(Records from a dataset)
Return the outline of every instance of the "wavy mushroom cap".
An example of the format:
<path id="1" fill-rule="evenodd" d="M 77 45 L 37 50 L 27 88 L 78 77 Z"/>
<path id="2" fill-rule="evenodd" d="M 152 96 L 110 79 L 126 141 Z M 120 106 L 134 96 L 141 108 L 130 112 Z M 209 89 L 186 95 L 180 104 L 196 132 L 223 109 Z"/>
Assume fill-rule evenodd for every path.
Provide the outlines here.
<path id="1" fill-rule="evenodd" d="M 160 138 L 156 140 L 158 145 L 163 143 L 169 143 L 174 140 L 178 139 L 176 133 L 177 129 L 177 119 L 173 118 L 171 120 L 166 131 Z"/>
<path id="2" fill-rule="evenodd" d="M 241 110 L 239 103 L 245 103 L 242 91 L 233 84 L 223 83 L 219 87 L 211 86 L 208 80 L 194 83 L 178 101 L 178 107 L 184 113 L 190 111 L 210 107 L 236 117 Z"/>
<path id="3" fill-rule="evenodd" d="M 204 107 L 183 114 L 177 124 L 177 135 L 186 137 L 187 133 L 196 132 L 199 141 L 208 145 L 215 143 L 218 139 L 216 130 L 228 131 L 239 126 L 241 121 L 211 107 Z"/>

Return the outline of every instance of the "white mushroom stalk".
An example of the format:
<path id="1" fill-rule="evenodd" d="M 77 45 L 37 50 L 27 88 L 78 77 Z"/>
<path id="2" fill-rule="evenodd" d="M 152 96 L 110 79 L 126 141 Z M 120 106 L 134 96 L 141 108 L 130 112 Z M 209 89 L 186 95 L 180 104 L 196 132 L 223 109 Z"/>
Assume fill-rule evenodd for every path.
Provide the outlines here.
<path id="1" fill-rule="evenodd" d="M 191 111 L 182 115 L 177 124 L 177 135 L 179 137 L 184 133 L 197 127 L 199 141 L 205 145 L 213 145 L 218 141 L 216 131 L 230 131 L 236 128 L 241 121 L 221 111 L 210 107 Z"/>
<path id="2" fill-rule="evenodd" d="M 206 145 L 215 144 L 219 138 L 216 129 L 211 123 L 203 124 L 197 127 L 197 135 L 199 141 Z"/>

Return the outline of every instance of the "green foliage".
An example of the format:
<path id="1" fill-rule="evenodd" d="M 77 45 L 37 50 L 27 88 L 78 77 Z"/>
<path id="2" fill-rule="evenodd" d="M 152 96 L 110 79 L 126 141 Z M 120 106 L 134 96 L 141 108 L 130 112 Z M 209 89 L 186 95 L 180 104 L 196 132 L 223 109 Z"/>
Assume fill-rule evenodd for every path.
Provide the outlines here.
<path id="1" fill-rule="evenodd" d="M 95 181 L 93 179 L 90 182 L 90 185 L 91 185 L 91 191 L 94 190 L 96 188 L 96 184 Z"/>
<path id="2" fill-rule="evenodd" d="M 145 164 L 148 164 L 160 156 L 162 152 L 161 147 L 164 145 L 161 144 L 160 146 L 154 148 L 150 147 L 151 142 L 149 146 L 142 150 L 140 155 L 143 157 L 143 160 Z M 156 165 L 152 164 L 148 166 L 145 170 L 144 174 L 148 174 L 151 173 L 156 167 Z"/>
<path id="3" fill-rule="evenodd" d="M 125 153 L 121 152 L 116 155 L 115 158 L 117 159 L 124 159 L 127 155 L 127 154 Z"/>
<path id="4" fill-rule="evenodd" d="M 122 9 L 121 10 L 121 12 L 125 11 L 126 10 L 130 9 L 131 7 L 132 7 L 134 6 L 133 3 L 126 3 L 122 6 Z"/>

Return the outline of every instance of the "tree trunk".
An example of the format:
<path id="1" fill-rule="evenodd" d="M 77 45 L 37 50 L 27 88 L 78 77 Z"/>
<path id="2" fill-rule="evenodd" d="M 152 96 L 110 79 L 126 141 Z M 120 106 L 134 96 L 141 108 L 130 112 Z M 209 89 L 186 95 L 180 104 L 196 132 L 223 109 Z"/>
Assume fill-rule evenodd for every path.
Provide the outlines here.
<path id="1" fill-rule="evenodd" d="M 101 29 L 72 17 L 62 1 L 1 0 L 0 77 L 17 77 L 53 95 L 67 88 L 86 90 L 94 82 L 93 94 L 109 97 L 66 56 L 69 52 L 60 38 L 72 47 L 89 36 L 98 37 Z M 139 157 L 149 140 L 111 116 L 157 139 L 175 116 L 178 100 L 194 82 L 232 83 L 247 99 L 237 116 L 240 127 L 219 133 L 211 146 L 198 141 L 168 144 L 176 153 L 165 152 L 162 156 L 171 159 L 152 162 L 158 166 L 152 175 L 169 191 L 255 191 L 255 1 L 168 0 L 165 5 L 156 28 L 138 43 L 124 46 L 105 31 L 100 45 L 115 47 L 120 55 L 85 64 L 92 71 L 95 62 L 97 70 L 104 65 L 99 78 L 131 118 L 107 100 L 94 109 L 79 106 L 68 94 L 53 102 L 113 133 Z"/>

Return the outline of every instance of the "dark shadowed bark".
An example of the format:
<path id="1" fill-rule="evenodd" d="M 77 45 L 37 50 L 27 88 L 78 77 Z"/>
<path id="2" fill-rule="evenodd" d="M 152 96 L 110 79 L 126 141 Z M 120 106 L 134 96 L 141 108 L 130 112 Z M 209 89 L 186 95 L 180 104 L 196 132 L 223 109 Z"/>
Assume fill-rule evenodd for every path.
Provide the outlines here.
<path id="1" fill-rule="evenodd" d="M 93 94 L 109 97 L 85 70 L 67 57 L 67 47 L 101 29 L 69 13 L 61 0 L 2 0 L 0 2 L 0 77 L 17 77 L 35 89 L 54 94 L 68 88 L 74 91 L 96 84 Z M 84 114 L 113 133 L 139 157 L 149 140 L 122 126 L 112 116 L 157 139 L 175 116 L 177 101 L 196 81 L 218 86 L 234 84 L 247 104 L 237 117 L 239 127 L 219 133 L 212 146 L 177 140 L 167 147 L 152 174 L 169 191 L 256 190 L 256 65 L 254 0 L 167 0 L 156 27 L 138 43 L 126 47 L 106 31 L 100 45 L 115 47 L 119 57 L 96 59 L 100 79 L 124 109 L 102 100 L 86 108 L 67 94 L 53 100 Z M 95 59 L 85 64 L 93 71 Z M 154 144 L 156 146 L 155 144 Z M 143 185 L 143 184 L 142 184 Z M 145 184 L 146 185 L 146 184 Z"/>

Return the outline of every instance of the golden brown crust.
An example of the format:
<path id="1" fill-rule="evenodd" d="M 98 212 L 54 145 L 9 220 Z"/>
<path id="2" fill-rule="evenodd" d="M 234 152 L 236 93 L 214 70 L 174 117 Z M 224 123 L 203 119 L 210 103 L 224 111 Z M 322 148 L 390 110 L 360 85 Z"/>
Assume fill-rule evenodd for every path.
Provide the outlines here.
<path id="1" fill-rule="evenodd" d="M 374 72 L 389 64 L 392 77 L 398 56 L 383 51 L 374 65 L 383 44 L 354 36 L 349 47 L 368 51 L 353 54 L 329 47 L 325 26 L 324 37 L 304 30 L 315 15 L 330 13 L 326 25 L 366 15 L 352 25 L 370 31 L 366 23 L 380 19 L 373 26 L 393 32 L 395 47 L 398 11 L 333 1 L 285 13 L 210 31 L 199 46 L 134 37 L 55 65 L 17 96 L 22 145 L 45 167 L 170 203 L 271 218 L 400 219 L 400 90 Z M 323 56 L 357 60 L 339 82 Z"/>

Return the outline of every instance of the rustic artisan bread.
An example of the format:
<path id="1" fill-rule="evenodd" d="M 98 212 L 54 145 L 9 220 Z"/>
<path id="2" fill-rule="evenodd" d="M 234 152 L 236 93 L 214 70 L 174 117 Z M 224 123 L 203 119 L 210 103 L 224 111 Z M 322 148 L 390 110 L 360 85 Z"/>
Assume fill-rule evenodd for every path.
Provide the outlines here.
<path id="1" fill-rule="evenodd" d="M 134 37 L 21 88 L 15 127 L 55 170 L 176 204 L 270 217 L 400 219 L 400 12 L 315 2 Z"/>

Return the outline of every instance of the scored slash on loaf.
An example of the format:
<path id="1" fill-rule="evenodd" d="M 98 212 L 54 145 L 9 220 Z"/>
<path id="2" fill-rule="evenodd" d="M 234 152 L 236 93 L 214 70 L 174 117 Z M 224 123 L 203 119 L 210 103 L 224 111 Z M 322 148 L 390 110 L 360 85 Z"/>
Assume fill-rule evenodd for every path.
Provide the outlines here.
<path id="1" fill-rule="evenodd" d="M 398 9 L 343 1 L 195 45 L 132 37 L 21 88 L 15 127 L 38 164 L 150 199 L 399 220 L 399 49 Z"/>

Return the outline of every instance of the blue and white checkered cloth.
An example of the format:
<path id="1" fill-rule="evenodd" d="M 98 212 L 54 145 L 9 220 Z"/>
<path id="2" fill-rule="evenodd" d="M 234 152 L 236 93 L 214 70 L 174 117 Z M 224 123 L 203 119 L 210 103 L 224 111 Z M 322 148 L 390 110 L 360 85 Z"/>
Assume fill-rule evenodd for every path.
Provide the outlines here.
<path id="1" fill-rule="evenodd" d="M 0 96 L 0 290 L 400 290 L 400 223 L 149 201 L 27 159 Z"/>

*AIM*. Switch "crust" to "top" in the lines starting at "Return the outline of every instance of the golden" and ending at "374 72 L 389". Write those lines out again with nothing else changed.

*COMPLETED TASK*.
Return the outline of every instance of the golden brown top.
An example of the format:
<path id="1" fill-rule="evenodd" d="M 98 212 L 54 145 L 9 220 Z"/>
<path id="2" fill-rule="evenodd" d="M 234 152 L 236 93 L 214 70 L 174 117 Z M 224 123 L 203 119 L 210 103 L 224 111 Z M 322 148 L 390 110 L 360 85 Z"/>
Assume fill-rule evenodd for every path.
Provide the outlines here.
<path id="1" fill-rule="evenodd" d="M 374 72 L 389 64 L 392 77 L 398 56 L 383 51 L 374 65 L 383 44 L 354 36 L 349 47 L 368 51 L 353 54 L 329 47 L 325 26 L 324 37 L 304 30 L 315 15 L 330 13 L 326 25 L 366 15 L 352 25 L 370 31 L 366 23 L 380 19 L 373 26 L 393 32 L 395 47 L 398 11 L 333 1 L 285 13 L 210 31 L 199 46 L 134 37 L 55 65 L 17 96 L 22 145 L 45 167 L 170 203 L 271 218 L 400 219 L 400 90 Z M 323 56 L 357 60 L 339 82 Z"/>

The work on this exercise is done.